Just as China stood with the EU during the debt crisis, it should reaffirm the importance of its relations with the EU and its continued confidence in and support for the European integration project, because the Beijing-Brussels partnership is too important to be allowed to fail and both sides must steady the ship and strengthen their bond.
They should also strengthen the synergy between China’s Belt and Road Initiative and the European Investment Plan by identifying major projects under China-EU Connectivity Platform, which can be supported by new financing through the Asian Infrastructure Investment Bank and the European Bank for Reconstruction and Development. Moreover, the two sides should take forward negotiations on a comprehensive investment agreement and encourage cooperation on production capacity, including in third countries.
China should remind EU leaders to honor their World Trade Organization obligations by abolishing the surrogate country methodology in anti-dumping investigations that they have adopted this year. It should also try to work with the EU to turn the complaints against the overcapacity in its steel sector into a new area of cooperation on industrial upgrading.

ROWS:
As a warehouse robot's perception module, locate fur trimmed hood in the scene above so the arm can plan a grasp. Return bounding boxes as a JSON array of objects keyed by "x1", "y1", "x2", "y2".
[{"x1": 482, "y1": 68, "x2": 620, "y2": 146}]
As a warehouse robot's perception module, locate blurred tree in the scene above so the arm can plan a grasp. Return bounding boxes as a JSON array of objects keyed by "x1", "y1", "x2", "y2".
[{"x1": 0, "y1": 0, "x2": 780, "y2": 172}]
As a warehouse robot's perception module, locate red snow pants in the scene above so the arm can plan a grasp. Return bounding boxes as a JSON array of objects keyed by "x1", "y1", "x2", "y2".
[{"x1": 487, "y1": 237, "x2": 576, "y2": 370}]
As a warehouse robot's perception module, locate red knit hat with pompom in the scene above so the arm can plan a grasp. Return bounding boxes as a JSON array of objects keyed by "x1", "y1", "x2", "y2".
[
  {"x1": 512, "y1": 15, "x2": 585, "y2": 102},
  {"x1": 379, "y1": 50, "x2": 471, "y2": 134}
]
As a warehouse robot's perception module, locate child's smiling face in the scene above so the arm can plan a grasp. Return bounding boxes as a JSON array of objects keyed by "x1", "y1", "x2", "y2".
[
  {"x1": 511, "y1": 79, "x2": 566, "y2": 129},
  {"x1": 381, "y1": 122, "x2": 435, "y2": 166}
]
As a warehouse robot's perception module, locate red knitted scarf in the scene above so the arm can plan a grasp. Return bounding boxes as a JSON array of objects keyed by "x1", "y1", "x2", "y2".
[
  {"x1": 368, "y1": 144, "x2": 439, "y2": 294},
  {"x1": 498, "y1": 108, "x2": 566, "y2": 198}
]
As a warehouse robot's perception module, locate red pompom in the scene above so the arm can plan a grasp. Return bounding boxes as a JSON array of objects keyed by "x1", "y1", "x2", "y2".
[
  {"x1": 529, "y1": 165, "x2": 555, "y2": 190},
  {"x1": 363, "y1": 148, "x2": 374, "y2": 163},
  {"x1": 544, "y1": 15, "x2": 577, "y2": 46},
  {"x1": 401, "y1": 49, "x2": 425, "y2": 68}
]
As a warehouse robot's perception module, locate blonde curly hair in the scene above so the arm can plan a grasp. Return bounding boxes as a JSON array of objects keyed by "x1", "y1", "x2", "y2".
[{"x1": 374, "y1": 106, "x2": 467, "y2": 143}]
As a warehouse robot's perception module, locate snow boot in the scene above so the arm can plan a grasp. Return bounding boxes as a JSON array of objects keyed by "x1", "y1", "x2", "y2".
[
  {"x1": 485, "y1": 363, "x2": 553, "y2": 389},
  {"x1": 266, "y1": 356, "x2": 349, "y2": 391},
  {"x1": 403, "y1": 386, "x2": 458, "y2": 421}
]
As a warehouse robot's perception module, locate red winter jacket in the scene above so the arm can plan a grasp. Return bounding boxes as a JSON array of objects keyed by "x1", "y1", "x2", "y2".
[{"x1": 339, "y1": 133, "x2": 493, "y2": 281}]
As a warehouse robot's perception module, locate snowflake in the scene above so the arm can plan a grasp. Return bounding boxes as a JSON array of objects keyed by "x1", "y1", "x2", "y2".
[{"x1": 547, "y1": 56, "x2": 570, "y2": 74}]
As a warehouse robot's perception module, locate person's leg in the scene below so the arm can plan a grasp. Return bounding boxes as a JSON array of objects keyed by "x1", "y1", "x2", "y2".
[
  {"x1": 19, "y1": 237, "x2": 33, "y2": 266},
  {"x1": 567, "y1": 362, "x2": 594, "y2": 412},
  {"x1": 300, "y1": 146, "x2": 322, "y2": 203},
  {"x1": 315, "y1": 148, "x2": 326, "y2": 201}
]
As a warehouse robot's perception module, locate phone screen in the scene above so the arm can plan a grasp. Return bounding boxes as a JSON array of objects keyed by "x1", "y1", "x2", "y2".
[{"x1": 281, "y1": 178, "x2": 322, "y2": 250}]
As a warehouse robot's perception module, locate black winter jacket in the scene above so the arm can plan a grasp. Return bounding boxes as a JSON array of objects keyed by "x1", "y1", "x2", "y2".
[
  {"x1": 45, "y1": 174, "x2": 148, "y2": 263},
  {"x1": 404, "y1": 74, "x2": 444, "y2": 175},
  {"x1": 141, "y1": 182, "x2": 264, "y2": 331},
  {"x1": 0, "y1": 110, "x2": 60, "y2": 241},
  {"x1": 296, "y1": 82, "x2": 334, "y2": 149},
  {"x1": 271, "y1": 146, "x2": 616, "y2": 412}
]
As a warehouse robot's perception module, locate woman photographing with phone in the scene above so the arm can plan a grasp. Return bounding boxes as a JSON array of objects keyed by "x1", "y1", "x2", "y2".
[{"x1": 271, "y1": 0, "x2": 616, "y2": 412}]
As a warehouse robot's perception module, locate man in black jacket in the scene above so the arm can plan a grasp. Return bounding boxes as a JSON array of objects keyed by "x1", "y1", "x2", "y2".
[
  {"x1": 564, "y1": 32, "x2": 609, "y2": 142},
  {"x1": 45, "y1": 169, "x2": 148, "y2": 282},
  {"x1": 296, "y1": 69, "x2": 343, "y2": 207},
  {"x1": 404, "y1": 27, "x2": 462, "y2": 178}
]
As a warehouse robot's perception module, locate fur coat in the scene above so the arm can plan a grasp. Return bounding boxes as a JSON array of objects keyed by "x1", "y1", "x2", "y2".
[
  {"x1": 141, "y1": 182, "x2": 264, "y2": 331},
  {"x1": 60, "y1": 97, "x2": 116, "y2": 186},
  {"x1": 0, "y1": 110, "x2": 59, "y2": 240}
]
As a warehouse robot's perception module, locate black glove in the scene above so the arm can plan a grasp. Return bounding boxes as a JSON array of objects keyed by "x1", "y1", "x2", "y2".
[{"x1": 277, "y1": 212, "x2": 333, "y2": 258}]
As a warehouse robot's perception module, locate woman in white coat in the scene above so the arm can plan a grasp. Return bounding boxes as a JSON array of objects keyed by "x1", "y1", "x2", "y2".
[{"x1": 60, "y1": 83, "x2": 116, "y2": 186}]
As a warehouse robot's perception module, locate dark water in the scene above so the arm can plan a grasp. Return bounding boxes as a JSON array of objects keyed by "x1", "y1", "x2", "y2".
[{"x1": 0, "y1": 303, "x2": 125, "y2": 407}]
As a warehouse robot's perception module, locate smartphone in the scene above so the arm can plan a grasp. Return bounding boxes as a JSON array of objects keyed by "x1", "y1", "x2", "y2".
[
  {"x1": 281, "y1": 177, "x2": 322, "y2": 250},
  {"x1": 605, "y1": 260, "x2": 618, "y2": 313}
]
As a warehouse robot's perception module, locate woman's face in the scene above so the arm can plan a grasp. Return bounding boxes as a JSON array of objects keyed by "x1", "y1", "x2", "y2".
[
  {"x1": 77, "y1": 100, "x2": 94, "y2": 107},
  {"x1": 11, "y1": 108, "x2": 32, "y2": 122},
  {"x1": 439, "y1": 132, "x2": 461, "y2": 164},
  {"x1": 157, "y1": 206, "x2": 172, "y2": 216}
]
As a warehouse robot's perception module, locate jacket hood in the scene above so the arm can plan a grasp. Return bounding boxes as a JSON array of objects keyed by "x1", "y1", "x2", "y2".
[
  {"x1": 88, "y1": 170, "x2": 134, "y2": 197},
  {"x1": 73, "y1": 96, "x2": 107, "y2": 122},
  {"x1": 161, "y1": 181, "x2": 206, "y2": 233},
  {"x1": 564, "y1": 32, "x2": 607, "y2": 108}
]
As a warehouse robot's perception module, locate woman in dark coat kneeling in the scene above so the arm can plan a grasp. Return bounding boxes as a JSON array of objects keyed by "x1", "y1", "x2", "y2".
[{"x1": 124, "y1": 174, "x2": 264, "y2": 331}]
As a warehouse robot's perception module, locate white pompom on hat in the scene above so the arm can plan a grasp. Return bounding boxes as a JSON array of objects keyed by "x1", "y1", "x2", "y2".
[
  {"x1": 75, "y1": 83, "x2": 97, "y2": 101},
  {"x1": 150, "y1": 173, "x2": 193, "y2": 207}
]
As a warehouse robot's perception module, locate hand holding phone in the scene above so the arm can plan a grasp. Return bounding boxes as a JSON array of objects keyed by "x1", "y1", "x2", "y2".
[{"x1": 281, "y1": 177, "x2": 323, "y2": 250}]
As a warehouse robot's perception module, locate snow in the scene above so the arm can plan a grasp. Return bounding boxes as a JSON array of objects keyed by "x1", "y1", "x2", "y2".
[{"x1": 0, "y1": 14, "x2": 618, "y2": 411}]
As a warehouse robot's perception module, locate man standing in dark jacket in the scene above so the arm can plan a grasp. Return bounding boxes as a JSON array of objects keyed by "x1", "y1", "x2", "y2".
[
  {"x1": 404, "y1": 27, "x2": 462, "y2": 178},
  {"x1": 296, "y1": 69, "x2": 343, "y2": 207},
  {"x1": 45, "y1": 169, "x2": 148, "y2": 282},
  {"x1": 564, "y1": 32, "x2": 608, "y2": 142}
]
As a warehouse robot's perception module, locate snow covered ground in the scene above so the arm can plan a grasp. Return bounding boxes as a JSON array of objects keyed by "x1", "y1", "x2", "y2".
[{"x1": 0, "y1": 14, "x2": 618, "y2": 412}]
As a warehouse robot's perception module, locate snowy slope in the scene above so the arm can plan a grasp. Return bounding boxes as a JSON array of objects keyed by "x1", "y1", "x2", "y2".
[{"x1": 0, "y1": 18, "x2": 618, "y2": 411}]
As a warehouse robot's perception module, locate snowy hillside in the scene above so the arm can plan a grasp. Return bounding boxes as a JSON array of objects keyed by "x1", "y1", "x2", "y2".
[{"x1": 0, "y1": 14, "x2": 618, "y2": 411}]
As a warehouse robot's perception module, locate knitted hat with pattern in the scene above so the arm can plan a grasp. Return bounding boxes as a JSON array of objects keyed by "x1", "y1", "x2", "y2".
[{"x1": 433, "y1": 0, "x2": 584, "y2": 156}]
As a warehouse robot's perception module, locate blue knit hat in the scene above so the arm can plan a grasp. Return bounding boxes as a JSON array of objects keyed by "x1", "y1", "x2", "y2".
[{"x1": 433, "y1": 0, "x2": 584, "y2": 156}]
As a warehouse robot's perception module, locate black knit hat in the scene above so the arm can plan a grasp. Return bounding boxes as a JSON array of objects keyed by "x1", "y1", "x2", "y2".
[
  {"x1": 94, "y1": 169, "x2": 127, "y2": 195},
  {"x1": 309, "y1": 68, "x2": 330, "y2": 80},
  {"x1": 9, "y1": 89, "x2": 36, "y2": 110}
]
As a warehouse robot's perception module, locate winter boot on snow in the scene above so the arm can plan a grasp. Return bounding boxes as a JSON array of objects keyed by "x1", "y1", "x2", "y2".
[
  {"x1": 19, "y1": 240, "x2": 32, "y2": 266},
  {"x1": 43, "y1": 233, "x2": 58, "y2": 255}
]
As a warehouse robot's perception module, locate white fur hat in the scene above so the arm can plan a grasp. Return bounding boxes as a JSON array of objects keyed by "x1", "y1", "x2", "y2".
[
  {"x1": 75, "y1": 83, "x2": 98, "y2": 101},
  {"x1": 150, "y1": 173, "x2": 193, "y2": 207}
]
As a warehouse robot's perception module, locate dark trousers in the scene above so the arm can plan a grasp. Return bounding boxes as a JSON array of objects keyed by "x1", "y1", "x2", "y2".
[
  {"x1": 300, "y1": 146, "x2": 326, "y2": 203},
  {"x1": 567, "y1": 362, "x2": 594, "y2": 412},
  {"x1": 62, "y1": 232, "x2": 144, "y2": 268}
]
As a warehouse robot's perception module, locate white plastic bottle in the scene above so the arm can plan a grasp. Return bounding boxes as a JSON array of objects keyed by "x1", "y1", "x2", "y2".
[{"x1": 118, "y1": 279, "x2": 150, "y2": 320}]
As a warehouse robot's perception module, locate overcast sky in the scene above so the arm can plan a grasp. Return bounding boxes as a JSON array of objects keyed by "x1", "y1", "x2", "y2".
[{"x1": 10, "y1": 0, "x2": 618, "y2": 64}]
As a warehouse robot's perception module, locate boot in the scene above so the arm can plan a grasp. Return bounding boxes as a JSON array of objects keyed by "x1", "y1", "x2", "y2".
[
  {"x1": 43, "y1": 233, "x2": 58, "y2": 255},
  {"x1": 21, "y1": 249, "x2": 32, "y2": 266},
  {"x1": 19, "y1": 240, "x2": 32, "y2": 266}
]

TASK TO COMPLETE: Extend the passage on China-EU relations, starting right after its final sentence ending "a new area of cooperation on industrial upgrading."

RESPONSE BELOW:
The China-EU meeting is a good opportunity for Beijing to remind Brussels of the contradiction in its lectures on democracy and human rights, especially because of Brexit and rising nationalism across Europe.
Given that the meeting coincides with the ruling of the Permanent Court of Arbitration on the Philippines’ case against China over the South China Sea dispute, Chinese people will read carefully what the EU says.
The terrains for China-EU may not be smooth, yet the way forward is clear. The EU remains a major global player. And a strong and resilient China-EU partnership still has much to offer for world peace, development and prosperity.